• [Requirements]:
Count the lines below that contain the word "cable", and reply with only that number.

Stored items:
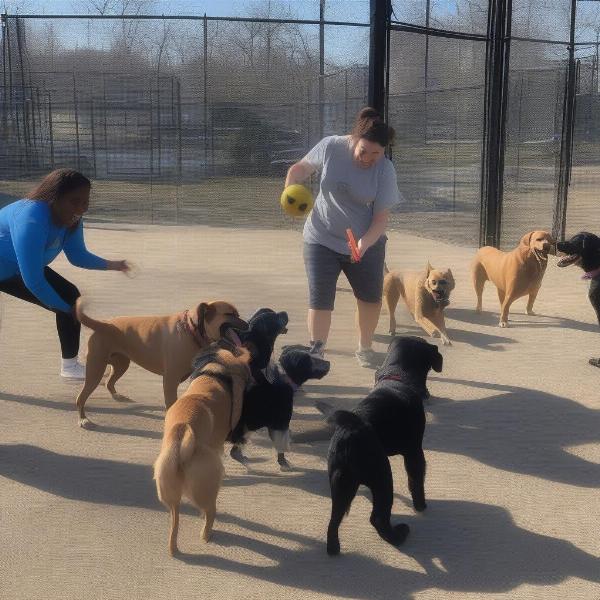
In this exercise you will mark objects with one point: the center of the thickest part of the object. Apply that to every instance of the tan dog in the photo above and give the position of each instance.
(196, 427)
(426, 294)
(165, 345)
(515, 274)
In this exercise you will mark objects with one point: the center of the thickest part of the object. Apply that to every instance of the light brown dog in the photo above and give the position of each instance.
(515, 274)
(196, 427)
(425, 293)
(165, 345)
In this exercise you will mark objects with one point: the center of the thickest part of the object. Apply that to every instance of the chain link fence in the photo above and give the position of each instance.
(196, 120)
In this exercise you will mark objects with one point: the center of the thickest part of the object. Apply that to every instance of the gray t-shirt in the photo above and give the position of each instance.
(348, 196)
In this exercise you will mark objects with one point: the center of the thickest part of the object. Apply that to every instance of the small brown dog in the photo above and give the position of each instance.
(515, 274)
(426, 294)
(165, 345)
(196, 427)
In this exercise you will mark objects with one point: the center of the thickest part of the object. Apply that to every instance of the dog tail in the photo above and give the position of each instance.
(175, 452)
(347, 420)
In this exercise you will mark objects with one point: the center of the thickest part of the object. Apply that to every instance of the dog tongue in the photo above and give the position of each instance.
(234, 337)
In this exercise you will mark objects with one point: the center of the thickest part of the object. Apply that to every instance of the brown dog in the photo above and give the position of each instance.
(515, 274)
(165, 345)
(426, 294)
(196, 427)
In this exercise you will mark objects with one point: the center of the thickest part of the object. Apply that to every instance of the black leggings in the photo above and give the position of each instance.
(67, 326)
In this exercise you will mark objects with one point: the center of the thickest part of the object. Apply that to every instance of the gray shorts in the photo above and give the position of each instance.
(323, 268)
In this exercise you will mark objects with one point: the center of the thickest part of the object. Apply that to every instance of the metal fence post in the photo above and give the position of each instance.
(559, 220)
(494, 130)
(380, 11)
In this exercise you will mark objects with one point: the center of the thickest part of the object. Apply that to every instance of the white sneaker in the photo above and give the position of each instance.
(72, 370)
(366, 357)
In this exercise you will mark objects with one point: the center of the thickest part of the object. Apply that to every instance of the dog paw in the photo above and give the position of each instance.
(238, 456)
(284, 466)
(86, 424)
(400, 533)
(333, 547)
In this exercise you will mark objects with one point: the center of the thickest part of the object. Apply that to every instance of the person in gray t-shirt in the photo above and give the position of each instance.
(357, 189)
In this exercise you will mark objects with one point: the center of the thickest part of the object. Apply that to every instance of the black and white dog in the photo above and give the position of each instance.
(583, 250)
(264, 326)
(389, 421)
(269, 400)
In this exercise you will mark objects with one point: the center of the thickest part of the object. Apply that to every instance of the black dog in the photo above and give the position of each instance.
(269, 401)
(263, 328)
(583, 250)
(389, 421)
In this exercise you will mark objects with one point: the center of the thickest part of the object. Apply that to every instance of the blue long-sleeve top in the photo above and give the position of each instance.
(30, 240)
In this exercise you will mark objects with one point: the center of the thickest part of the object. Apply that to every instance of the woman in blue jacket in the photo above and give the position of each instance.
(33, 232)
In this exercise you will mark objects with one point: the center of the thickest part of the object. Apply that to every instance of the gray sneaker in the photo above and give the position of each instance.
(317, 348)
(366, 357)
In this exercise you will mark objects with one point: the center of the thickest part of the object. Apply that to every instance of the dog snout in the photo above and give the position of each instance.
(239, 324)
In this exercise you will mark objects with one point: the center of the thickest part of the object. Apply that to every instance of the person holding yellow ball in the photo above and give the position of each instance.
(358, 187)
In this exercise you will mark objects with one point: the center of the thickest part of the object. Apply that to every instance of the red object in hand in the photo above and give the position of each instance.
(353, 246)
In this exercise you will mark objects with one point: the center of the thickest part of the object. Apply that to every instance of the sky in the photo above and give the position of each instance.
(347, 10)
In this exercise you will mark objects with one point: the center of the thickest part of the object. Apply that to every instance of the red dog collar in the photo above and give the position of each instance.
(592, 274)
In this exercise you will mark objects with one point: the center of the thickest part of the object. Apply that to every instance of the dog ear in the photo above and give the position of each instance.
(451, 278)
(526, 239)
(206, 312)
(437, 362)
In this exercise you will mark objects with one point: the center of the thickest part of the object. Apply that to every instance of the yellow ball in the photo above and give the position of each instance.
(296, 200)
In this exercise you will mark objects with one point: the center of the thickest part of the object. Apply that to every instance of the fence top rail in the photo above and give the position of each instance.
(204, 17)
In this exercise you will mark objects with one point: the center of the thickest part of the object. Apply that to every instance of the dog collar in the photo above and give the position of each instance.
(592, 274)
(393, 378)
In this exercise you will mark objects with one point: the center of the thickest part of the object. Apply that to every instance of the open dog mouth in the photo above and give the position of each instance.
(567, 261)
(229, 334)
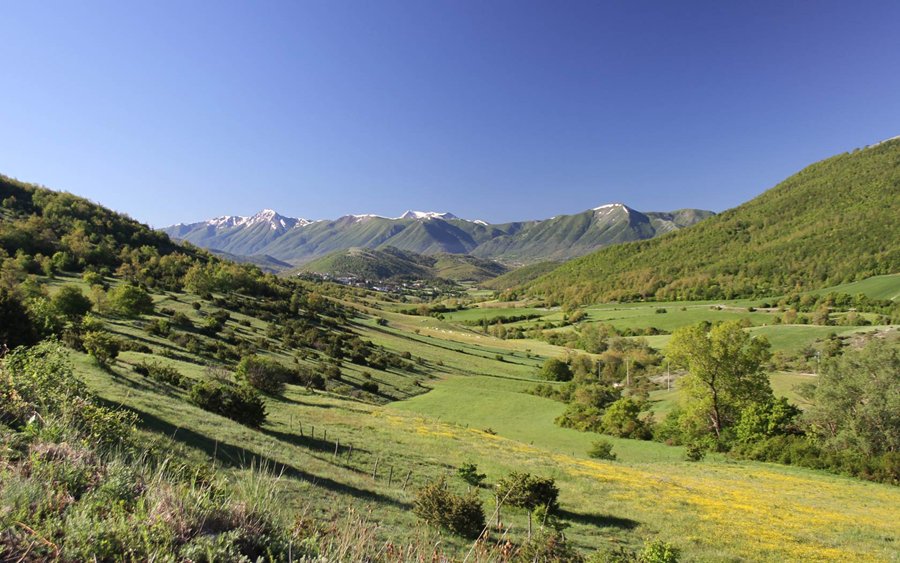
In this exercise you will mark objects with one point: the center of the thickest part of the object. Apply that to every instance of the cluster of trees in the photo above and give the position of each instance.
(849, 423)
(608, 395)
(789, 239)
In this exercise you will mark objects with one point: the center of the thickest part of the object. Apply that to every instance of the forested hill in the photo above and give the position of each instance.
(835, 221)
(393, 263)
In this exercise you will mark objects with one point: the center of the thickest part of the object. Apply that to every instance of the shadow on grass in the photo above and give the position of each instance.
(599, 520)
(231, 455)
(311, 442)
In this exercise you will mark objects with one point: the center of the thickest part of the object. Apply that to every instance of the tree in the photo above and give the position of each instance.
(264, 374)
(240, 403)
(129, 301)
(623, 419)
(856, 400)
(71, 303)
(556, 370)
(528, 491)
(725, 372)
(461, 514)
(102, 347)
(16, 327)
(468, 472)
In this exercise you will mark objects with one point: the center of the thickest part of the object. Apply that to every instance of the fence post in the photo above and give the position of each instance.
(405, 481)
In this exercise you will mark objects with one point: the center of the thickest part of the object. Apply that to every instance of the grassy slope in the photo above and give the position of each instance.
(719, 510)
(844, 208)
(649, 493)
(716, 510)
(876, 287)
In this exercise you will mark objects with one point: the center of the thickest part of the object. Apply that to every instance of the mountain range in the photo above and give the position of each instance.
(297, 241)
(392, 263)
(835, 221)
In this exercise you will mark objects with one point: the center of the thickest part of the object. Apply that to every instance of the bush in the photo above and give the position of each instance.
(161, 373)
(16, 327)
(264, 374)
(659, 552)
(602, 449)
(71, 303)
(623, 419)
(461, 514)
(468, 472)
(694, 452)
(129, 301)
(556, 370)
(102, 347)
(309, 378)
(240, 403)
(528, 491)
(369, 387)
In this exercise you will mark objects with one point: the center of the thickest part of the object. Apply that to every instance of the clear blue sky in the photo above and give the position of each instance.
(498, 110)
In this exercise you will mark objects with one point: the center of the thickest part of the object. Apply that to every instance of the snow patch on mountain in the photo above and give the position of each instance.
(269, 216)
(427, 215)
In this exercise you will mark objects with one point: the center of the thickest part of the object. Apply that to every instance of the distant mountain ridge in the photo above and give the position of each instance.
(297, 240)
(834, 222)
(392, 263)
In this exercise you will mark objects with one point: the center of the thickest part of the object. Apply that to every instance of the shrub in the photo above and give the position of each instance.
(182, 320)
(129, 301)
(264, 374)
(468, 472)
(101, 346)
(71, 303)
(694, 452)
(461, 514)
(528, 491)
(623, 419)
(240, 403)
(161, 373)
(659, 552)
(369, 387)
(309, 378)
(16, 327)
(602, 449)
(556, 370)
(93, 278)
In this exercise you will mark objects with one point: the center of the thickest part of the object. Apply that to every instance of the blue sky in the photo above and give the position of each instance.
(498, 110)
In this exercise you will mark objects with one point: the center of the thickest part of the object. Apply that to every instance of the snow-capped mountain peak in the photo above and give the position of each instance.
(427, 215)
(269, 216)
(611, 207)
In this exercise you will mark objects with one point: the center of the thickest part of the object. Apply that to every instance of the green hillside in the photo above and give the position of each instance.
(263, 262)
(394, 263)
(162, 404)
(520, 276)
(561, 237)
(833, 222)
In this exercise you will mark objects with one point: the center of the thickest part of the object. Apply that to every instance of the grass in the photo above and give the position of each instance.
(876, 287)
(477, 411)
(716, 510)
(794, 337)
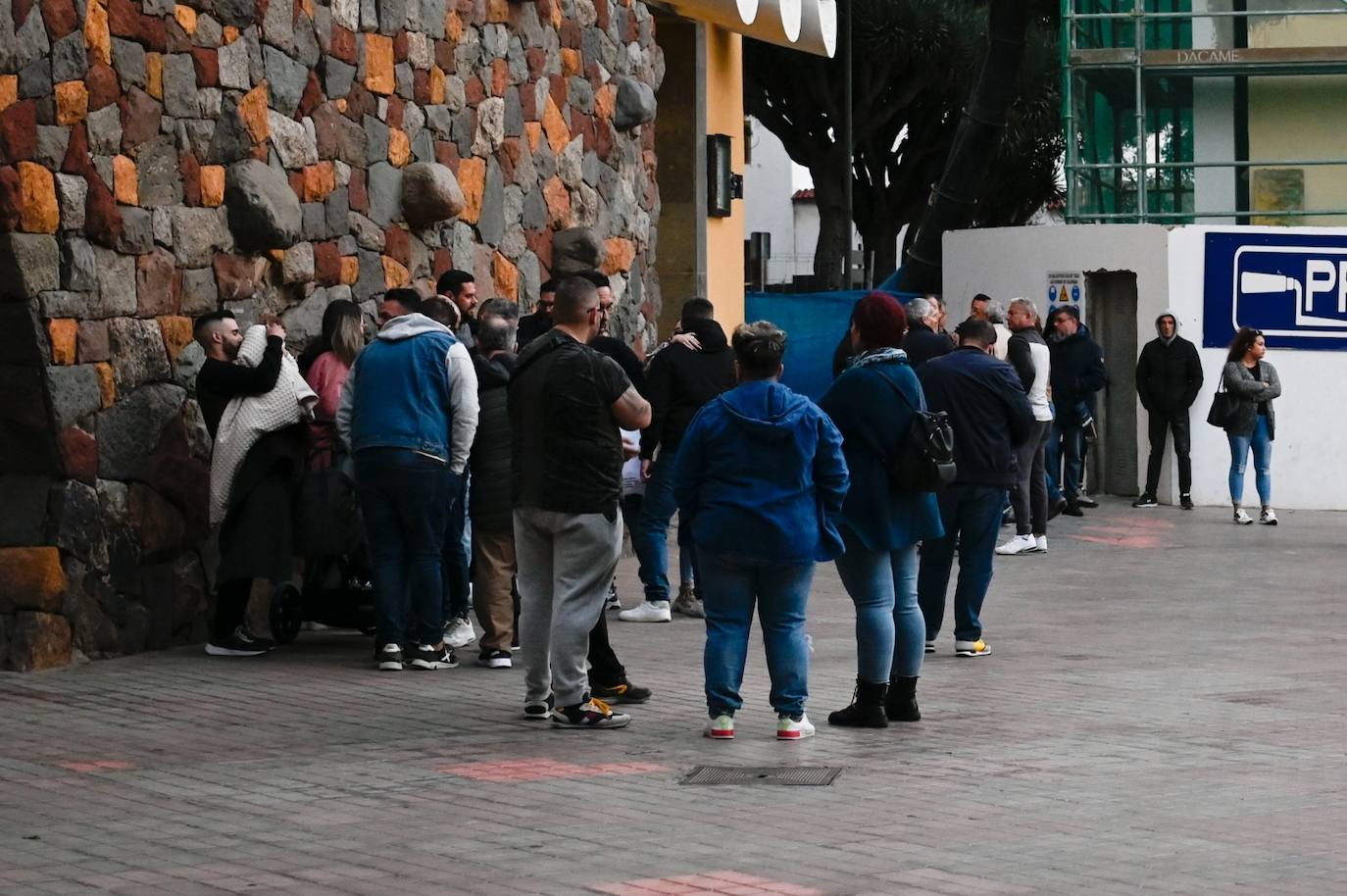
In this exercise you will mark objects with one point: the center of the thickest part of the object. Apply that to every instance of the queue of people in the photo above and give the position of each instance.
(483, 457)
---
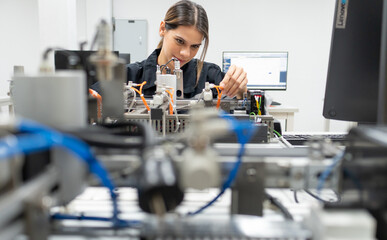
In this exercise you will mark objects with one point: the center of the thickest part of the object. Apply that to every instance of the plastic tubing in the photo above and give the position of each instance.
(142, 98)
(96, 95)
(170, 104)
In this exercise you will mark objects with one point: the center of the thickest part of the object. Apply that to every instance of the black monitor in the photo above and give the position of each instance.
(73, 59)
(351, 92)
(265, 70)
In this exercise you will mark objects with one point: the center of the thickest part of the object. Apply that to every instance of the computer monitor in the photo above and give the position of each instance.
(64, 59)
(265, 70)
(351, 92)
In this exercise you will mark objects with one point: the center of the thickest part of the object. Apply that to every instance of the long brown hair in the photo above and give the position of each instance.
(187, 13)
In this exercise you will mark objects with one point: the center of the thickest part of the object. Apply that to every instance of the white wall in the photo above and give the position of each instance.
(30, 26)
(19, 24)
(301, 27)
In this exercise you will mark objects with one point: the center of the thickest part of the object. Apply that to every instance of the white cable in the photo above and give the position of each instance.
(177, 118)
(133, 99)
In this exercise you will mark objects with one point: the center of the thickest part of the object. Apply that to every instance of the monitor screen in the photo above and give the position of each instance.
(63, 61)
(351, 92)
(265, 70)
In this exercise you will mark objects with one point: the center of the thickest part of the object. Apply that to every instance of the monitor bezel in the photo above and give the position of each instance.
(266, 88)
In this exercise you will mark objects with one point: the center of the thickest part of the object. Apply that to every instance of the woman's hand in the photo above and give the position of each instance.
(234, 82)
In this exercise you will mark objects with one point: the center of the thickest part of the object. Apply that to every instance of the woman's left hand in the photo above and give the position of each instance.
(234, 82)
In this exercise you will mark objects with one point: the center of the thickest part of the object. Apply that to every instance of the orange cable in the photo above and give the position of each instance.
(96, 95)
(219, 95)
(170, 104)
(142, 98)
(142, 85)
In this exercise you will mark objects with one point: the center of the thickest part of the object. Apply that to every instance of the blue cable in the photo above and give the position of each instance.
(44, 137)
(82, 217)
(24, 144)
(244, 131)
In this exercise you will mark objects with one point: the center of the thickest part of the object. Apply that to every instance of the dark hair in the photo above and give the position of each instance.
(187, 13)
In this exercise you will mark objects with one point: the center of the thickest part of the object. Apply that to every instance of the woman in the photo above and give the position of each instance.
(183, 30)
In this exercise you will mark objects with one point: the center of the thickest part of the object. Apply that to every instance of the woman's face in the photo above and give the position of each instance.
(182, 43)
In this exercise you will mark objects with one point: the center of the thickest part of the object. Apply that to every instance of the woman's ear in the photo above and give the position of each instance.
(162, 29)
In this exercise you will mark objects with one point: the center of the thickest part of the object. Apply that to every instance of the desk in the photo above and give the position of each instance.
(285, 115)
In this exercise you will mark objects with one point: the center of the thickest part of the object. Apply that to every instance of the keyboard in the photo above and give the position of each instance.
...
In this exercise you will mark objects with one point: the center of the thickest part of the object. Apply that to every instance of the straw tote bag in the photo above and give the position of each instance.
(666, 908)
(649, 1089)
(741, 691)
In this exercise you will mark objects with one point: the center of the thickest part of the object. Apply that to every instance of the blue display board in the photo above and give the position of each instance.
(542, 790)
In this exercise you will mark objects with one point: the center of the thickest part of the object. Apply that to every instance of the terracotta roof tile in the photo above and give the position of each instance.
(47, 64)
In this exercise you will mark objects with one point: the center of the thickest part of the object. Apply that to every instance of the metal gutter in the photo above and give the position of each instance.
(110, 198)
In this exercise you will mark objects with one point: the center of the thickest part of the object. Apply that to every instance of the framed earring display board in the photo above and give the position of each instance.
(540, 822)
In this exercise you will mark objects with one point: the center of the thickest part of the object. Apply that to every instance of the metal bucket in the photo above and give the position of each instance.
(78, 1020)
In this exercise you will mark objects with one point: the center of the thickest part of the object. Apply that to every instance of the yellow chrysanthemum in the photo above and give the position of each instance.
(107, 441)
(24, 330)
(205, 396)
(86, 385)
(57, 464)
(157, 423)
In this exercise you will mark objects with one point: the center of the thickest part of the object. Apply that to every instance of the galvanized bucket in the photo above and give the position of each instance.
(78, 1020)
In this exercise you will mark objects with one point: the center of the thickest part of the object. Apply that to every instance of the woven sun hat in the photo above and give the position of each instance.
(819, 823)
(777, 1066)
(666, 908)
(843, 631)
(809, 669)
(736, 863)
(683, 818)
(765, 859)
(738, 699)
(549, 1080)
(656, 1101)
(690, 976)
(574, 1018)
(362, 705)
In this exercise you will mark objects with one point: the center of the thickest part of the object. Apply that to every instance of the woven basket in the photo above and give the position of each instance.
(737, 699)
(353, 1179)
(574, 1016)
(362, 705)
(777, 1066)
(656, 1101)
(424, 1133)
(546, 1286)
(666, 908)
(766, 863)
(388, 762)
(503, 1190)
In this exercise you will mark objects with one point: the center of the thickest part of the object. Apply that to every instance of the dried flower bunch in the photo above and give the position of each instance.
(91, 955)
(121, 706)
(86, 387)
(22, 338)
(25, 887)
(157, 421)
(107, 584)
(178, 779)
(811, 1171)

• [Reply]:
3